Reproduce each of the following entries line for line, with no alterations.

Collected data:
= = =
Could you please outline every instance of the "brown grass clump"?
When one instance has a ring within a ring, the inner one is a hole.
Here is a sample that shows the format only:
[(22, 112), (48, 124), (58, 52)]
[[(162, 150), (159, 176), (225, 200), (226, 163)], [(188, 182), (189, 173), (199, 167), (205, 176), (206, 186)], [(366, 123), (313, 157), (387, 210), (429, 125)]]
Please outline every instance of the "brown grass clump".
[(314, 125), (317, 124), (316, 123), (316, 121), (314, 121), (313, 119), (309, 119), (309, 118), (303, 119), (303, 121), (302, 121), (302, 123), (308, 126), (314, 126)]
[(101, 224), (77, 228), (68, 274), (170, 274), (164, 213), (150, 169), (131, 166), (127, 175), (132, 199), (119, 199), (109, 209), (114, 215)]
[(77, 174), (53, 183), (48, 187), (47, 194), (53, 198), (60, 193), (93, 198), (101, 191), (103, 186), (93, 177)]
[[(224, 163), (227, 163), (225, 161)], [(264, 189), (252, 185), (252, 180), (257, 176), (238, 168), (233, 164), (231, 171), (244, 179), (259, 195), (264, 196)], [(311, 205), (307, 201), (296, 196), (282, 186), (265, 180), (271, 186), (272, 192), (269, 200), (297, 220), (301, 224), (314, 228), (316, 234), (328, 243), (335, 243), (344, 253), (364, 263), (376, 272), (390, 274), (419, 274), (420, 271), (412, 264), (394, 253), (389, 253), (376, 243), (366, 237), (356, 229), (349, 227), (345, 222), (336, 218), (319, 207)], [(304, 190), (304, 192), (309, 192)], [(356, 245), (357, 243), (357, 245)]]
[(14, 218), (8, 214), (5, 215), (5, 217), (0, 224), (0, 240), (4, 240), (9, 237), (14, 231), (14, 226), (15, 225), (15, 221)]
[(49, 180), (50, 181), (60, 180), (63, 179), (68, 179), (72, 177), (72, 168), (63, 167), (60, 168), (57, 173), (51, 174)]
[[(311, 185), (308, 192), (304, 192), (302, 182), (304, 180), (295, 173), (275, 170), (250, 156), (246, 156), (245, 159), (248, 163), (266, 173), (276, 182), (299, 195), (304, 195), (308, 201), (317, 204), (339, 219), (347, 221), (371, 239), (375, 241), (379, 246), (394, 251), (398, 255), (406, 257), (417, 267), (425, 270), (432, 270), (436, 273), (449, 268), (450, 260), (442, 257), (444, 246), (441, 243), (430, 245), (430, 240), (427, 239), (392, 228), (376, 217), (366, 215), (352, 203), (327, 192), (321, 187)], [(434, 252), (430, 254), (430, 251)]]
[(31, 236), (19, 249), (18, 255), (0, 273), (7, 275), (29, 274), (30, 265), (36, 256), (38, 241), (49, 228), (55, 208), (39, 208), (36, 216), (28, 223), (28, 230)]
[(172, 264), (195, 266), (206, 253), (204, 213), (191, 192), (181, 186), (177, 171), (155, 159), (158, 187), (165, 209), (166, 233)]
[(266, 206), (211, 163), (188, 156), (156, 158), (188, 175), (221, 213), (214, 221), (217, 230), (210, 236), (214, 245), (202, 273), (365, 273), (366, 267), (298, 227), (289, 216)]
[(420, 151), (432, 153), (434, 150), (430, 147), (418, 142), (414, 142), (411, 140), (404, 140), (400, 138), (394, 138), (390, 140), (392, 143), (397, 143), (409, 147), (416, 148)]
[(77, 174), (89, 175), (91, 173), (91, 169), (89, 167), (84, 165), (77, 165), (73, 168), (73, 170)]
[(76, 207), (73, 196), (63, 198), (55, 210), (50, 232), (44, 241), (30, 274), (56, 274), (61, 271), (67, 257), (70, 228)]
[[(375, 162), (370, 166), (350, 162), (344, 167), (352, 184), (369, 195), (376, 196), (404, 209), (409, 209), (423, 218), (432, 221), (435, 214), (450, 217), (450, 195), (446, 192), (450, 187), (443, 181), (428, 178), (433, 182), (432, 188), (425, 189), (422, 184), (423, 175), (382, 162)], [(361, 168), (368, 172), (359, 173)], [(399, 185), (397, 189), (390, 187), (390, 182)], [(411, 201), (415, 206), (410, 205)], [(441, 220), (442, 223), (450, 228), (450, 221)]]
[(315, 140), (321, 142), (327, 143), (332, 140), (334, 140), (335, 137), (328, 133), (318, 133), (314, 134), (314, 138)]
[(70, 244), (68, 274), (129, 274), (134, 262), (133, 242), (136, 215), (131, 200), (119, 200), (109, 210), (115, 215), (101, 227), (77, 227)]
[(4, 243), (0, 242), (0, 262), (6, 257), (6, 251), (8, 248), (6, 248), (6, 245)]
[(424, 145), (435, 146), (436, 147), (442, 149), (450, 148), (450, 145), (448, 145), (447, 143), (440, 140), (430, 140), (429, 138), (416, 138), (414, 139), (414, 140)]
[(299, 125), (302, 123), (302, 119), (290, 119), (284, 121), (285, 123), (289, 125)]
= = =
▶ [Task response]
Could you please outline every instance of the "brown grass clump"?
When one instance has a ring within a ring, the inner one is a hole.
Here is a sample that shows the format only:
[(22, 112), (48, 124), (58, 52)]
[[(162, 150), (159, 176), (225, 200), (226, 163)], [(188, 182), (189, 173), (199, 167), (205, 176), (206, 186)], [(366, 123), (313, 157), (387, 210), (429, 125)]]
Please outline every instance of the "brown grass clump".
[(314, 125), (317, 124), (316, 123), (316, 121), (314, 121), (313, 119), (309, 119), (309, 118), (303, 119), (303, 121), (302, 121), (302, 123), (308, 126), (314, 126)]
[(101, 224), (77, 228), (68, 274), (170, 274), (164, 213), (150, 169), (131, 166), (127, 175), (132, 199), (119, 199), (109, 209), (114, 215)]
[(77, 174), (53, 183), (48, 187), (47, 194), (53, 198), (60, 193), (93, 198), (101, 191), (103, 186), (93, 177)]
[[(224, 163), (227, 163), (225, 161)], [(264, 189), (252, 185), (252, 180), (257, 176), (238, 168), (233, 164), (231, 171), (244, 179), (259, 195), (264, 196)], [(311, 205), (307, 201), (296, 196), (282, 186), (265, 180), (271, 186), (272, 192), (269, 200), (297, 220), (301, 224), (314, 228), (316, 234), (328, 243), (335, 243), (344, 253), (364, 263), (376, 272), (390, 274), (419, 274), (420, 271), (412, 264), (394, 253), (389, 253), (376, 243), (366, 237), (356, 229), (349, 227), (345, 222), (336, 218), (319, 207)], [(304, 190), (304, 192), (309, 192)], [(356, 245), (357, 243), (357, 245)]]
[(14, 218), (8, 214), (5, 215), (5, 217), (0, 224), (0, 240), (4, 240), (9, 237), (14, 231), (14, 226), (15, 225), (15, 221)]
[(49, 180), (50, 181), (60, 180), (63, 179), (68, 179), (72, 177), (72, 168), (63, 167), (60, 168), (57, 173), (51, 174)]
[[(311, 185), (308, 192), (304, 192), (302, 182), (304, 180), (295, 173), (275, 170), (250, 156), (246, 156), (245, 159), (248, 163), (266, 173), (276, 182), (299, 195), (304, 195), (308, 201), (317, 204), (339, 219), (347, 221), (371, 239), (375, 241), (379, 246), (394, 251), (398, 255), (406, 257), (417, 267), (425, 270), (432, 270), (436, 273), (449, 268), (450, 260), (442, 257), (444, 246), (441, 243), (430, 245), (430, 240), (427, 239), (392, 228), (376, 217), (366, 215), (352, 203), (327, 192), (321, 187)], [(434, 252), (430, 254), (430, 251)]]
[(31, 236), (19, 249), (18, 255), (0, 273), (7, 275), (29, 274), (30, 265), (36, 256), (38, 241), (49, 228), (55, 208), (39, 208), (36, 216), (28, 223), (28, 230)]
[(172, 264), (195, 266), (206, 253), (204, 213), (191, 192), (181, 186), (177, 171), (155, 159), (158, 187), (165, 209), (166, 233)]
[(266, 206), (211, 163), (188, 156), (156, 158), (188, 175), (221, 213), (214, 221), (217, 230), (210, 236), (214, 245), (202, 273), (365, 273), (366, 267), (298, 227), (289, 216)]
[(420, 151), (432, 153), (434, 150), (430, 147), (418, 142), (414, 142), (411, 140), (404, 140), (400, 138), (394, 138), (390, 140), (392, 143), (397, 143), (409, 147), (416, 148)]
[(77, 174), (89, 175), (91, 173), (91, 169), (89, 167), (84, 165), (77, 165), (73, 168), (73, 170)]
[(76, 207), (73, 196), (63, 198), (55, 210), (50, 232), (44, 241), (30, 274), (56, 274), (61, 271), (67, 257), (70, 228)]
[[(375, 162), (370, 166), (350, 162), (344, 167), (352, 184), (369, 195), (376, 196), (404, 209), (409, 209), (423, 218), (432, 221), (435, 214), (450, 217), (450, 195), (446, 192), (450, 187), (443, 181), (428, 178), (433, 182), (432, 188), (425, 189), (422, 184), (423, 175), (382, 162)], [(361, 168), (368, 172), (359, 173)], [(399, 185), (397, 189), (390, 187), (390, 182)], [(411, 201), (415, 206), (410, 205)], [(441, 220), (442, 223), (450, 228), (450, 221)]]
[(315, 140), (321, 142), (327, 143), (332, 140), (334, 140), (335, 137), (328, 133), (318, 133), (314, 134), (314, 138)]
[(70, 244), (68, 274), (129, 274), (134, 262), (133, 242), (136, 215), (131, 200), (119, 200), (109, 210), (115, 215), (101, 227), (77, 227)]
[(4, 243), (0, 242), (0, 262), (6, 257), (6, 251), (8, 248), (6, 248), (6, 245)]
[(424, 145), (435, 146), (436, 147), (442, 149), (450, 148), (450, 145), (448, 145), (447, 143), (440, 140), (430, 140), (429, 138), (416, 138), (414, 139), (414, 140)]
[(299, 125), (302, 123), (302, 119), (290, 119), (284, 121), (285, 123), (289, 125)]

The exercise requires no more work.